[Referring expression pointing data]
_____

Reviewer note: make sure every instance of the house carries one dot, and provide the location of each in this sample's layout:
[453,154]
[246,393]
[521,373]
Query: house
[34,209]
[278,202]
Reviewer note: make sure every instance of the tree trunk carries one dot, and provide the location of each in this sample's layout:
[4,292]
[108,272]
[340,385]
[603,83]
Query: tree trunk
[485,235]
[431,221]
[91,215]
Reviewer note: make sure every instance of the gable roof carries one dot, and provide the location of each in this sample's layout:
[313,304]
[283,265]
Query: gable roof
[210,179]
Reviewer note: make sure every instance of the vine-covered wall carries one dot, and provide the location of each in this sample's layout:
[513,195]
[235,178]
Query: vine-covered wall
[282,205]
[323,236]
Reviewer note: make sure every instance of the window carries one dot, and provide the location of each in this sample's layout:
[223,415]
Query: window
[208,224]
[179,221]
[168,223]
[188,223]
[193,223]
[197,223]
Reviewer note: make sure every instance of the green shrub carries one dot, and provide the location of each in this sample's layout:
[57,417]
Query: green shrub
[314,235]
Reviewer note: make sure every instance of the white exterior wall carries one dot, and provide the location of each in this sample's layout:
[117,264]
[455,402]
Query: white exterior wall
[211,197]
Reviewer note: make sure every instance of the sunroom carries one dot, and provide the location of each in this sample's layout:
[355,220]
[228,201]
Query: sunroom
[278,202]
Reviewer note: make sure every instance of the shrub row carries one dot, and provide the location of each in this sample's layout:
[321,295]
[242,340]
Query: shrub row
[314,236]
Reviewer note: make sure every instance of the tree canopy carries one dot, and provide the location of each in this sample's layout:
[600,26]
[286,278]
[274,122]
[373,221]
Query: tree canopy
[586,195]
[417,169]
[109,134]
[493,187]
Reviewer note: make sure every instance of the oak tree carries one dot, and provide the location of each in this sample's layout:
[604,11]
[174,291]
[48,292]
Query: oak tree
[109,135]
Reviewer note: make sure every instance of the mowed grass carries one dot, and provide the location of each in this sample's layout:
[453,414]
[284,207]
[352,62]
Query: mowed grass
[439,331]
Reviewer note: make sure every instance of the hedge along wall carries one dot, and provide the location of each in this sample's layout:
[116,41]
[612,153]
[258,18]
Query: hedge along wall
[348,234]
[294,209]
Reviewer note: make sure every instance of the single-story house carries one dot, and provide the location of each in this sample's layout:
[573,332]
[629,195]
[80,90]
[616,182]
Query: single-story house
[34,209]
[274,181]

_____

WHAT YOU SHOULD DO: The expected result is an exact transcription of the lines from the one containing "Reviewer note: make sure every instance of the single-story" through the end of the records above; please include both ends.

REPLY TO THE EXERCISE:
Reviewer note: make sure every instance of the single-story house carries one dot, and provide the location of each in this sample's layout:
[573,332]
[629,195]
[80,90]
[616,182]
Query: single-story house
[34,209]
[274,181]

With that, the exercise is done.